● **EXERCISE BRIEF**:
Put every line from the one containing "the deer herd." down to the one containing "(1037, 395)", both included, into a Markdown table. Use the columns Row, for a running number, and Line, for the line itself, and leave out blank lines.

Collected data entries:
▬▬▬▬▬▬▬▬▬▬

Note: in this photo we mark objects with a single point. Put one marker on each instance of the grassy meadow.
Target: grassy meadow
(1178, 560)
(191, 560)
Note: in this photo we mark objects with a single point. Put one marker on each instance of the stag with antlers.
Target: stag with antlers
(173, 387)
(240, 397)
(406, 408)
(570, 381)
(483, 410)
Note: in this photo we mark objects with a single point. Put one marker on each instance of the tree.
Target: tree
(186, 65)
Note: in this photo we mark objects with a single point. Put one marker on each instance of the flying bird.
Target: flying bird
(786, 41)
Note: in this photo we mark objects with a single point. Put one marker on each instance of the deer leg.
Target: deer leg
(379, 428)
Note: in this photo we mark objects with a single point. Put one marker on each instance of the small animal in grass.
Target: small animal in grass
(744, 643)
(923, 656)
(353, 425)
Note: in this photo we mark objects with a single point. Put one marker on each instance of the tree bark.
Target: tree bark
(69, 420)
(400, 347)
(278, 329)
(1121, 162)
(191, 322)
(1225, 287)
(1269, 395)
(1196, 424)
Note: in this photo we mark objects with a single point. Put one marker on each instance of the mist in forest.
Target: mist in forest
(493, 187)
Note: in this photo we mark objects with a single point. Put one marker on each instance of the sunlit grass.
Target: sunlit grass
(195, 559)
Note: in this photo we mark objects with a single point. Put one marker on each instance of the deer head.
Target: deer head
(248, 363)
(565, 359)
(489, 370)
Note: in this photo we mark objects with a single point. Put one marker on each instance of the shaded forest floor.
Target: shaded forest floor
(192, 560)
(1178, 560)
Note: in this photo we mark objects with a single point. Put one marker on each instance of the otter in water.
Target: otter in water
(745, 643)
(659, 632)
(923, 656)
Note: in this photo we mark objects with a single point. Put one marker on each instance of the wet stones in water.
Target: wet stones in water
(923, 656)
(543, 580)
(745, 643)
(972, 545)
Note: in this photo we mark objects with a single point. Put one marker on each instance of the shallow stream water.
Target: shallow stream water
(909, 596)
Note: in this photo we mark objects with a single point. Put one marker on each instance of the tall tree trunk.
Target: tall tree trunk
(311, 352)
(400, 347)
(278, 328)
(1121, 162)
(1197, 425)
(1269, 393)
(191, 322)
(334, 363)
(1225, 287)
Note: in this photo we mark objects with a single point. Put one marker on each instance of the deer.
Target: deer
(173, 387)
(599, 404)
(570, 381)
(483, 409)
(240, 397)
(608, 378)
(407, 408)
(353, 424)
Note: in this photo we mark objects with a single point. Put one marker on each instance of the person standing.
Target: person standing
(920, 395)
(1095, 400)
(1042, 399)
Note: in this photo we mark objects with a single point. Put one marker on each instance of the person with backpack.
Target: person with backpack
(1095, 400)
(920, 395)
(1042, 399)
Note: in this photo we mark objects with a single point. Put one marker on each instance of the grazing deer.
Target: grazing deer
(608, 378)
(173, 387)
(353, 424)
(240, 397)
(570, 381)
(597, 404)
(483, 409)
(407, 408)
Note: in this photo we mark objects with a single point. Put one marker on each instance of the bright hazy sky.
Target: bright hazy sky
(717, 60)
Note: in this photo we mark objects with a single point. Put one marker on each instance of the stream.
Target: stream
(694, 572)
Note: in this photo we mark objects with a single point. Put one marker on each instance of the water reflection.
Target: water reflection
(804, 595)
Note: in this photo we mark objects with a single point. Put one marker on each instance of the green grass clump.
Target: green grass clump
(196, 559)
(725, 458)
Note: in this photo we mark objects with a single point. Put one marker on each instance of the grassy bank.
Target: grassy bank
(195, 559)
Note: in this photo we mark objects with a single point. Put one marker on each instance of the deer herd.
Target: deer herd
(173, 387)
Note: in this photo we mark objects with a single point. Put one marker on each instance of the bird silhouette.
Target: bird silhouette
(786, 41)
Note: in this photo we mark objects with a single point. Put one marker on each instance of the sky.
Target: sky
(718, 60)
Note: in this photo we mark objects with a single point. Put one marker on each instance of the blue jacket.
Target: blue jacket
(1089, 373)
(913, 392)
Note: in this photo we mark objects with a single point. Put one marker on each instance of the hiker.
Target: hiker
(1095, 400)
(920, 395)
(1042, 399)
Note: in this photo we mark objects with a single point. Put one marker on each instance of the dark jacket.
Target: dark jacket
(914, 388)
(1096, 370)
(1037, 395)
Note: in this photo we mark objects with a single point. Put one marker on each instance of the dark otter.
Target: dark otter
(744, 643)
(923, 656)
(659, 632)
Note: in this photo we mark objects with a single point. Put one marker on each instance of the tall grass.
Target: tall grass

▬▬▬▬▬▬▬▬▬▬

● **THE RESULT**:
| Row | Line |
|---|---|
| 1 | Note: in this photo we mark objects with a single point. Put one marker on each instance of the deer herd. |
| 2 | Target: deer herd |
| 3 | (173, 387) |
| 4 | Note: in this photo we mark objects with a single point. Put one marker on each instance of the bird silhouette. |
| 5 | Target: bird silhouette |
| 6 | (786, 41) |
| 7 | Note: in this photo we mark objects with a single point. Put one marker on each instance of the sky. |
| 8 | Target: sky |
| 9 | (718, 60) |
| 10 | Note: in this photo we mark objects with a single point. Put one marker on each instance of the blue jacket. |
| 11 | Target: blue jacket |
| 12 | (1089, 373) |
| 13 | (913, 392) |
| 14 | Note: in this photo we mark objects with a single point. Put one marker on each instance of the hiker. |
| 15 | Target: hiker |
| 16 | (1095, 400) |
| 17 | (920, 395) |
| 18 | (1042, 399) |
| 19 | Note: in this photo we mark objects with a single point. Put one marker on each instance of the dark jacket. |
| 20 | Target: dark jacket |
| 21 | (914, 388) |
| 22 | (1096, 370) |
| 23 | (1037, 395) |